▸ **Task requirements**: Display every line of the records that contains the string "orange". Case counts when matching.

▸ **Information provided**:
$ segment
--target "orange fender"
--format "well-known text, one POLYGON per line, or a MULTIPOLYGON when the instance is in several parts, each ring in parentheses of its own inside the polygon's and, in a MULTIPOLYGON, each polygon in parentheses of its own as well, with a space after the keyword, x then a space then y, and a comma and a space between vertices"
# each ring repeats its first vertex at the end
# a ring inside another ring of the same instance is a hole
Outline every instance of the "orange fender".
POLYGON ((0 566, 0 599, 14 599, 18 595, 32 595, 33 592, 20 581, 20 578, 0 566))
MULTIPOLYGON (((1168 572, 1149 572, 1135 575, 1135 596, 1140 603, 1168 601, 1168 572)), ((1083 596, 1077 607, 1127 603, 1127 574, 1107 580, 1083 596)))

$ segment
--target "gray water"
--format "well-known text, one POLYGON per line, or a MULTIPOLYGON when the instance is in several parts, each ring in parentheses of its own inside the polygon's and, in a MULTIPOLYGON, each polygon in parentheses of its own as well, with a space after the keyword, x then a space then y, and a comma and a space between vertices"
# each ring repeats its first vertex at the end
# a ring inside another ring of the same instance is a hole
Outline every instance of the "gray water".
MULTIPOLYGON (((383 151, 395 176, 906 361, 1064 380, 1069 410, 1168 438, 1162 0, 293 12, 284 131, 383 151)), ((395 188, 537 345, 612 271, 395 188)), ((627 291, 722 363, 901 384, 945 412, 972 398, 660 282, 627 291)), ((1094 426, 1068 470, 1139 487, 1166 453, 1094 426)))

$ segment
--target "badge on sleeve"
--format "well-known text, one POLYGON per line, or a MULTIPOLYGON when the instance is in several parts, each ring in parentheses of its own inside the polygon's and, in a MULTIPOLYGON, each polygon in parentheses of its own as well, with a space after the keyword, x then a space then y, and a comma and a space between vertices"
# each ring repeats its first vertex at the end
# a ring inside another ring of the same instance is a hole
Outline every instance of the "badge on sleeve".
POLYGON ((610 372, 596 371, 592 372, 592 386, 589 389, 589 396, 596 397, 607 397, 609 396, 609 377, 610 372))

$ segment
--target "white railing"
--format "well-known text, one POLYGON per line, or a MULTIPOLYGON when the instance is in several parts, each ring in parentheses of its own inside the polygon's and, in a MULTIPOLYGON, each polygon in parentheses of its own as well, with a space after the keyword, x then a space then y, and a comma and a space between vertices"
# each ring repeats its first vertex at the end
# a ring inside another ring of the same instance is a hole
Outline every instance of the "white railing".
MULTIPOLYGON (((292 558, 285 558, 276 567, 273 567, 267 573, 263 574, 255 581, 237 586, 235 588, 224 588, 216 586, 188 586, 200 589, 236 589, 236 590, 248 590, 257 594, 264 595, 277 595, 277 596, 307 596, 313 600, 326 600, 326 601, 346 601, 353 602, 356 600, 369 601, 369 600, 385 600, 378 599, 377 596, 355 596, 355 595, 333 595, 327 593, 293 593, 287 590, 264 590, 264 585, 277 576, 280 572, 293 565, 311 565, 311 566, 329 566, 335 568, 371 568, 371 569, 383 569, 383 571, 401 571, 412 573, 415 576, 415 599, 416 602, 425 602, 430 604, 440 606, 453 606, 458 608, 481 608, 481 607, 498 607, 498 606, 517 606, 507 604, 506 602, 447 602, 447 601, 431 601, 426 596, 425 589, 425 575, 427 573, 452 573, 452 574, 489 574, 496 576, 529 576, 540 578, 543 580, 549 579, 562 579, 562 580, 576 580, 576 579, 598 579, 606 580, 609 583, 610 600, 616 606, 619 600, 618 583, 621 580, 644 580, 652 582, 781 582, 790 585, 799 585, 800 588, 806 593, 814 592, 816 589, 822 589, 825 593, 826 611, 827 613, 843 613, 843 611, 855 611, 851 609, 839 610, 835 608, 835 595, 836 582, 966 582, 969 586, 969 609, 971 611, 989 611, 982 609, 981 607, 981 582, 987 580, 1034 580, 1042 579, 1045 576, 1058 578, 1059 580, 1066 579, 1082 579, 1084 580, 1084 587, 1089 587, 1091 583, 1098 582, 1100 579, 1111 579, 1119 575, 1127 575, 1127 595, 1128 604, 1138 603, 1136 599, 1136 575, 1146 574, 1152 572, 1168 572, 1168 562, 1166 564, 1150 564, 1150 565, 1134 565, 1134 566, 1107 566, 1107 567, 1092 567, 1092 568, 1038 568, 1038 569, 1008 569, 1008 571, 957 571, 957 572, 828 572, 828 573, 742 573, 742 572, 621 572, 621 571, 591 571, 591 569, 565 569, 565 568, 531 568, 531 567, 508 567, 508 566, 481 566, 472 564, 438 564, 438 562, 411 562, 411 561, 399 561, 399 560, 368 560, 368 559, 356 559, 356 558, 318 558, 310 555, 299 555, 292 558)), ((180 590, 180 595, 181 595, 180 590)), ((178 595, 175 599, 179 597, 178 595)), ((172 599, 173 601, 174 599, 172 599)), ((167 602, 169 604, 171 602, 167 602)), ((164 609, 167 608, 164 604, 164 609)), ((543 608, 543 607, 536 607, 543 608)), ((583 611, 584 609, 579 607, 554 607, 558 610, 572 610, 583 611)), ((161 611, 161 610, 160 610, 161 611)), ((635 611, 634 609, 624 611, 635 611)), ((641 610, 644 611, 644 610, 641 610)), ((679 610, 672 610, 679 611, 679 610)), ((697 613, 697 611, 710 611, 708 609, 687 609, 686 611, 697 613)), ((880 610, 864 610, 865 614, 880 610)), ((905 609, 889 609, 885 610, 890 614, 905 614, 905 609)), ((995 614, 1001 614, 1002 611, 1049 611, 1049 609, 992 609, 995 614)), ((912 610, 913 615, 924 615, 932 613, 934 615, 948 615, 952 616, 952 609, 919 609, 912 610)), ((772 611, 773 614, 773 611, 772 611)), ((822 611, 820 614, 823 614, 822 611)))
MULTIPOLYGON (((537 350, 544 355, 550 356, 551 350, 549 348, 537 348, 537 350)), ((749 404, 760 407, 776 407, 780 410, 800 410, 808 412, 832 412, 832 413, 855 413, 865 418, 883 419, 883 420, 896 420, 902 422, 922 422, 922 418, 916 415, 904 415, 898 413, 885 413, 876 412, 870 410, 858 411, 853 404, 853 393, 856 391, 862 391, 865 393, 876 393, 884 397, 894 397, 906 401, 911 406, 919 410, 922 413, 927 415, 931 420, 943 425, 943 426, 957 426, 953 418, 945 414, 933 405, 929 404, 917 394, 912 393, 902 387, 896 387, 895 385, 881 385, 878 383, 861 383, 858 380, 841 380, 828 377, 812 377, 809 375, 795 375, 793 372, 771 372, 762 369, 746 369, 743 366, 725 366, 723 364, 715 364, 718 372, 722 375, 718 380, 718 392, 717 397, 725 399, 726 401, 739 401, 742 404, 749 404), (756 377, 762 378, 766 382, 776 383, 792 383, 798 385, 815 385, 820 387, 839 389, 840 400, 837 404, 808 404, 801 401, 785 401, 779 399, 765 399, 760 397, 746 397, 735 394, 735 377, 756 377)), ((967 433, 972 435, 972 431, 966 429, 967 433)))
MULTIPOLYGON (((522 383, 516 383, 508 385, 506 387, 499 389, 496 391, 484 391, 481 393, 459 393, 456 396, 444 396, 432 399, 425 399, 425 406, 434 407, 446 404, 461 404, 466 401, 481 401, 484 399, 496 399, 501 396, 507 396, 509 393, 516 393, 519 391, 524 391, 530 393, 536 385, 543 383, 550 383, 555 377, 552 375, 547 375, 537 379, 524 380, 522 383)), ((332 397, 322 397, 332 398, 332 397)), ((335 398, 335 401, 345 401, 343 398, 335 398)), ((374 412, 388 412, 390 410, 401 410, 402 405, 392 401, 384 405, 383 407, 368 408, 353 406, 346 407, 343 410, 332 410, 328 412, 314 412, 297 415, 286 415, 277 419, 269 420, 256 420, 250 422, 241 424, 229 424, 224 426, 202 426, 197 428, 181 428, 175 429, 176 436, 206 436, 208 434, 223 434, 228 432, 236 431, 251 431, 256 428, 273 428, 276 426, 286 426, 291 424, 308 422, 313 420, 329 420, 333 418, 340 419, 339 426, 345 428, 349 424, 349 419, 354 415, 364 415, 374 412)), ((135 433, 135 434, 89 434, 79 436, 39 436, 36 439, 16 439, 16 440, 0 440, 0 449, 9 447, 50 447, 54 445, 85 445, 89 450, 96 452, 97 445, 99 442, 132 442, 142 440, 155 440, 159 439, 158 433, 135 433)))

▸ **Output for this exercise**:
--target "orange fender"
Outline every instance of the "orange fender".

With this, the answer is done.